(Collected data entries)
────
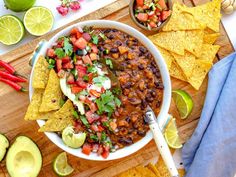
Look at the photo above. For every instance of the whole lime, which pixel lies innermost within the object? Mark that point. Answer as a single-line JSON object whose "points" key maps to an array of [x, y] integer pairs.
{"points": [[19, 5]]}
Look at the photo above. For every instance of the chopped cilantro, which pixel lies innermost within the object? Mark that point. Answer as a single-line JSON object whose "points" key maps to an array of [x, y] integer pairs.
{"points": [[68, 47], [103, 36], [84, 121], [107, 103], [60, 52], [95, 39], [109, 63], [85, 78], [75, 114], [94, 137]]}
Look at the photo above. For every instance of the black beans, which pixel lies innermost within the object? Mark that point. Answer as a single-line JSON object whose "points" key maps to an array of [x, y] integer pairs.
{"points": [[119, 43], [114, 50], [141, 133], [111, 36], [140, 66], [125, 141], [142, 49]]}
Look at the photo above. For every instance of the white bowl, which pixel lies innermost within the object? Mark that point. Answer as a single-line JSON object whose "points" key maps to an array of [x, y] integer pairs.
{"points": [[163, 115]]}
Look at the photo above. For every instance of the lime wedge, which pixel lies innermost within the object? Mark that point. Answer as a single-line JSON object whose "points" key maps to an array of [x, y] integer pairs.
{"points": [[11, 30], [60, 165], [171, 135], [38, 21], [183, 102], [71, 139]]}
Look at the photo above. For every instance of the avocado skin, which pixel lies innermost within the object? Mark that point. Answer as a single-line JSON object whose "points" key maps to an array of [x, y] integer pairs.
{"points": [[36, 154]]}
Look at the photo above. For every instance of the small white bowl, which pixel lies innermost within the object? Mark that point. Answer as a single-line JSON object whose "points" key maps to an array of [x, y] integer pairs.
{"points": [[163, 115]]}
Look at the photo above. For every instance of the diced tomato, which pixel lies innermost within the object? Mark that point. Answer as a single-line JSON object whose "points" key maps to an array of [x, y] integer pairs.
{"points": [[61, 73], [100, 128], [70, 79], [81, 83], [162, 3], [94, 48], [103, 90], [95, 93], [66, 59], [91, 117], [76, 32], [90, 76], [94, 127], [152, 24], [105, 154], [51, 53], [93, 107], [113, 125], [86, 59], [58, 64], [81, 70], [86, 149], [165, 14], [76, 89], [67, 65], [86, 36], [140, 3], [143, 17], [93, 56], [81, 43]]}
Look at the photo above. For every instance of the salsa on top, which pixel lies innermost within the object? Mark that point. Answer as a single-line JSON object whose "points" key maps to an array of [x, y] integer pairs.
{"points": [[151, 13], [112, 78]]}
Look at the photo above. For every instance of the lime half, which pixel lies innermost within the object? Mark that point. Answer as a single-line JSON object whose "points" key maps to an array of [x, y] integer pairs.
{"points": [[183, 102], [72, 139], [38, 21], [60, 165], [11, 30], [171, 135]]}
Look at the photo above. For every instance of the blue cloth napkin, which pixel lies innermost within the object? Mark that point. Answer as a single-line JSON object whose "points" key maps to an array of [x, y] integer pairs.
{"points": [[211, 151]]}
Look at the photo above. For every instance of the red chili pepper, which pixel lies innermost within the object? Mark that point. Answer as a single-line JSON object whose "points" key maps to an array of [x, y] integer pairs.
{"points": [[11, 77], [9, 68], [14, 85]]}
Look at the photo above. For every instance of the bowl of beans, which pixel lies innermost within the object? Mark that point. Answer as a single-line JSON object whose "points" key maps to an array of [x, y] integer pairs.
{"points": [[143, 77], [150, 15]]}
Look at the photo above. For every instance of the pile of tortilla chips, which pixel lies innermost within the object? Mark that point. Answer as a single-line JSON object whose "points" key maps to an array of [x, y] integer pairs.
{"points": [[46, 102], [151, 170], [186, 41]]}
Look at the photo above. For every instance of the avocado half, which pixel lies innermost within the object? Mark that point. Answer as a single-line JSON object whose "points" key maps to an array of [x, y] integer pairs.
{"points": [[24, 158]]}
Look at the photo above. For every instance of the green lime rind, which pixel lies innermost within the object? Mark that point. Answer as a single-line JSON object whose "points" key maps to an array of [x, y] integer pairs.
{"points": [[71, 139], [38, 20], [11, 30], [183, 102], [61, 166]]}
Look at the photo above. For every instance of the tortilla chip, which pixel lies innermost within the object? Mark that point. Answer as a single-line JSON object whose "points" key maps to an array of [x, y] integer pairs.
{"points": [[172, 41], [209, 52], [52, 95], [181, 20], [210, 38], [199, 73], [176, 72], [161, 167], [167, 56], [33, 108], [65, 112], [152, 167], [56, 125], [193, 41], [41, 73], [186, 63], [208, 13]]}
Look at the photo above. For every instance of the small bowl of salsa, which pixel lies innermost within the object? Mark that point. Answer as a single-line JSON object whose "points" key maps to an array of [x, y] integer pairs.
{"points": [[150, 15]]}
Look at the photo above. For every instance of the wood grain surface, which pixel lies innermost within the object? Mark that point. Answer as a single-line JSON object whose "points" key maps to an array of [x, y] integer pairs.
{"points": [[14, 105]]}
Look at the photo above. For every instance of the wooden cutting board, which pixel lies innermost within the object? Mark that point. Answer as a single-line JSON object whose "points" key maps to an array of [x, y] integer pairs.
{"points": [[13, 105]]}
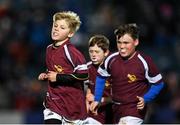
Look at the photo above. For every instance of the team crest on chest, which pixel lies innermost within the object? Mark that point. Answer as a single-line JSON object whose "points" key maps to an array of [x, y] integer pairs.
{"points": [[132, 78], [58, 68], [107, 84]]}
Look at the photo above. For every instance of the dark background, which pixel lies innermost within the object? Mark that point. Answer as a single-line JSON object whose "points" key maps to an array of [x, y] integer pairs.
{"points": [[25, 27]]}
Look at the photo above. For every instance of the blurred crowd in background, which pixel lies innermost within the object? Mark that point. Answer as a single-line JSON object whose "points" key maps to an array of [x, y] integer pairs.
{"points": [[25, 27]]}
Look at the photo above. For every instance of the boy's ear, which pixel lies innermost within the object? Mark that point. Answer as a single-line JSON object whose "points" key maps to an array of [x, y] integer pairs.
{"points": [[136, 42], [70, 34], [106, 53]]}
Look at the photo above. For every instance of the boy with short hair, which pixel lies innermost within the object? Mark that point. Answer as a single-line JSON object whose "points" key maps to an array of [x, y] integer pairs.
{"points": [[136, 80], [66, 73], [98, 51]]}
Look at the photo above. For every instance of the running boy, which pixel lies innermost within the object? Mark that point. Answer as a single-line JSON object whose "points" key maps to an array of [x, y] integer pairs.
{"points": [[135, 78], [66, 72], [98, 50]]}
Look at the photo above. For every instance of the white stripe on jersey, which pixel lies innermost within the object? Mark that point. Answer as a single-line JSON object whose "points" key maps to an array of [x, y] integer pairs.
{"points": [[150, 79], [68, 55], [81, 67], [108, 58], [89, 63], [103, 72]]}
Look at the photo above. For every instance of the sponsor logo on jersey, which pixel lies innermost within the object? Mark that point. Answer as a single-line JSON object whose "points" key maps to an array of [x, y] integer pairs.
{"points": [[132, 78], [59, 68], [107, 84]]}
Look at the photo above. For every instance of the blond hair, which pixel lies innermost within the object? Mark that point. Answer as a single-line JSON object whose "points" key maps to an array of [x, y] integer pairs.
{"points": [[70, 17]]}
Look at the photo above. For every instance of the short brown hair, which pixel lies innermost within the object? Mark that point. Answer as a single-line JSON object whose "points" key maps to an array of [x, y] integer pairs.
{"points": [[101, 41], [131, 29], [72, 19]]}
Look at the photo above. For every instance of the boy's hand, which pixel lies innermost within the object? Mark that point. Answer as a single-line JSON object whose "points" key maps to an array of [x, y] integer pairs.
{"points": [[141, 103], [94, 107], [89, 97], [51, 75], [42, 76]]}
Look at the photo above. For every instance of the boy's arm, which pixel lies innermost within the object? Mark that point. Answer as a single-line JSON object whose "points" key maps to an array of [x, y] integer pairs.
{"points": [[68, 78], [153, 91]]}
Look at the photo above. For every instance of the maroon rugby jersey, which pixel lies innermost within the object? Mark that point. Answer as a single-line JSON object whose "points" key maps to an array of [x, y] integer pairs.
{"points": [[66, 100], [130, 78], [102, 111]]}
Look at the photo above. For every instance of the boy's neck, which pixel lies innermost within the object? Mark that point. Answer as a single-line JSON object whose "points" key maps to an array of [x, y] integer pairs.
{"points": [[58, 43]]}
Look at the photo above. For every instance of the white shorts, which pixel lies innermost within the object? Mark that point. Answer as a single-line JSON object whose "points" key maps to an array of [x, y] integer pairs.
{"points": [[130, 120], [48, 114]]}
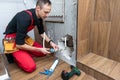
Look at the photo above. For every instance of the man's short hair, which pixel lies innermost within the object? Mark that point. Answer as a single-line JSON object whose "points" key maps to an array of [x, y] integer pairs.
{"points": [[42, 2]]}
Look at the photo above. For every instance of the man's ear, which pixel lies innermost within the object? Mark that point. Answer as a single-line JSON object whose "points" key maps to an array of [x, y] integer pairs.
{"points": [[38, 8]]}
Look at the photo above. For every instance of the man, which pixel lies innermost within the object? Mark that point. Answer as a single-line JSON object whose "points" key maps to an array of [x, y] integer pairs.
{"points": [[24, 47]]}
────
## [Problem]
Reproduce the lines above, exactly and exclusively, from the line containing "white shorts, which" down to the last line, both included; pictures are not part of the copy.

## [Output of the exercise]
Look at the photo above. For every instance of the white shorts, which pixel lies innermost within the object? Mark that point. Answer as a single-line JSON object whose "points" key maps to an array of [x, y] integer pairs.
{"points": [[130, 120], [48, 114]]}
Look at the photo above. For every instance of the man's short hair, which pixel lies innermost within the object? Mark that point. Answer as a single-line JSON object whose "points" key maps to an array of [x, y] integer pairs.
{"points": [[42, 2]]}
Look at the photo above. For every instance of the man's ear, which pixel lies innermost within the object? Mark that point. Answer as a single-line JSON object whose "points" key maps to an array of [x, y] integer pairs.
{"points": [[38, 8]]}
Look at the photo above. For every instance of the man, which pixel lies innermost within the object? Mark that point. Answer as a single-line JSON object whose "points" key maps to an array of [x, y] integer pairs.
{"points": [[24, 47]]}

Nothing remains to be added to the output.